TÂCHES À RÉALISER.
1. Dans l'extrait ci-dessous, quelles sont les possibilités que le citoyen devrait pouvoir départager, selon Marie-Christine Blandin ? Citez-les toutes.
2. D'après l'extrait, combien de pages de la recommandation sur les champs électriques sont consacrées aux références bibliographiques ?
3. Selon l'extrait, pourquoi l'intervention de Marie-Christine Blandin revient-elle à rejeter le propos des orateurs des académies ? Répondez en une à trois phrases.
::: EXTRAIT CITÉ :::
La forme la plus brutale, mais non dénuée d'efficacité, est d'accuser l'institution à laquelle appartient l'orateur d'avoir sciemment caché une terrible vérité. C'est ainsi qu'au cours d'une audition publique de 2009 au Sénat à propos du principe de précaution et de son inscription dans la constitution, Marie-Christine Blandin oppose aux orateurs scientifiques, qui viennent de se plaindre d'une certaine désaffection pour les arguments rationnels, les rapports où (les académies) approuvaient l'amiante comme non dangereuse. Ce faisant, elle rejette le propos des orateurs venant des académies des sciences et de médecine, sans même regarder le contenu de l'argumentation et les éléments tangibles sur laquelle elle est fondée. Une autre tactique est de profiter de l'ignorance des détails des expériences menées par le passé dans le grand public: elle veut aussi que le citoyen puisse demander qu'on mette des souris et des rats autour des boîtes hi-fi (sic) et des antennes pour en finir, pour savoir s'il s'agit ou non de phantasmes, de craintes millénaristes ou d'un risque réel. Dans le cas des antennes relais, il suffit de survoler rapidement la recommandation concernant les champs électriques pour s'apercevoir que sur 29 pages, 5 sont consacrées aux références bibliographiques et 10 à un résumé des principaux résultats des expériences menées en la matière. Il s'agit ainsi de faire croire que les considérations de santé ont été absentes lors de la construction des normes et de faire passer les experts du domaine pour d'éternels rêveurs dans le meilleur des cas, bref de les disqualifier pour incompétence.
::: ENTRÉES RÉPERTORIÉES :::
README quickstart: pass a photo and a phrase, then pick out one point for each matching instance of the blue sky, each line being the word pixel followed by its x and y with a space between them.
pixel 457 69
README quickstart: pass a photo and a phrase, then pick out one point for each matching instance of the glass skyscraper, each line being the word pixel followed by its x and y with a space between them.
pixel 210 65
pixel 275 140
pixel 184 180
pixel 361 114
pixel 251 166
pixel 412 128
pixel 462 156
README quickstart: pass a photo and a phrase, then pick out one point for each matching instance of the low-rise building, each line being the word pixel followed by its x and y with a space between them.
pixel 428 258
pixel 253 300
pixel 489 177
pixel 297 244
:::
CORRIGÉ DES TÂCHES.
1.
- des phantasmes
- des craintes millénaristes
- un risque réel

2. Cinq pages sur vingt-neuf.

3. Elle leur oppose les rapports où les académies approuvaient l'amiante comme non dangereuse. Elle écarte ainsi leur propos sans examiner le contenu de leur argumentation ni les éléments tangibles sur lesquels elle est fondée.